━━━ Provided data
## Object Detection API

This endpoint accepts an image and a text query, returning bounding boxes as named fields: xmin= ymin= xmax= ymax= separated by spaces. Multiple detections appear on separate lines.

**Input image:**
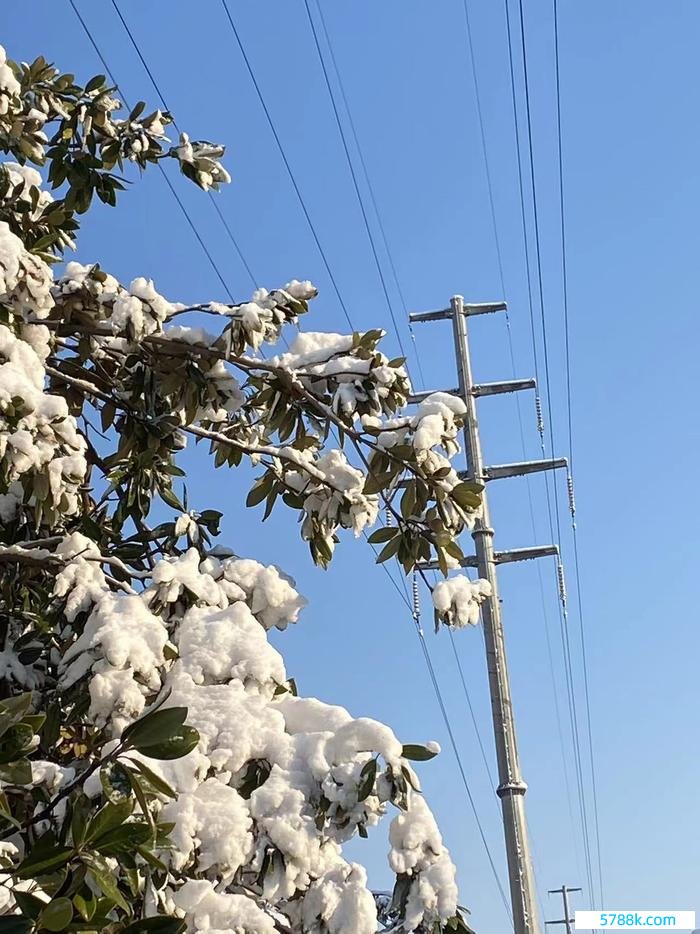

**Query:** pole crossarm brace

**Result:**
xmin=545 ymin=885 xmax=583 ymax=934
xmin=408 ymin=302 xmax=508 ymax=323
xmin=472 ymin=379 xmax=537 ymax=396
xmin=459 ymin=457 xmax=569 ymax=480
xmin=418 ymin=545 xmax=559 ymax=571
xmin=406 ymin=379 xmax=537 ymax=405
xmin=406 ymin=389 xmax=459 ymax=405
━━━━━━
● Work to do
Can you switch "Result" to "Output" and give all the lines above again, with nothing else changed and the pictures left out?

● Output of the exercise
## Object Detection API

This endpoint accepts an image and a text query, returning bounding boxes as named fields: xmin= ymin= xmax= ymax= separated by spaces. Multiple detections appear on separate lines.

**Input image:**

**Query:** pole crossarm brace

**Output:**
xmin=545 ymin=885 xmax=583 ymax=934
xmin=408 ymin=302 xmax=508 ymax=323
xmin=472 ymin=379 xmax=537 ymax=396
xmin=459 ymin=457 xmax=569 ymax=480
xmin=418 ymin=545 xmax=559 ymax=571
xmin=406 ymin=379 xmax=537 ymax=405
xmin=406 ymin=389 xmax=459 ymax=405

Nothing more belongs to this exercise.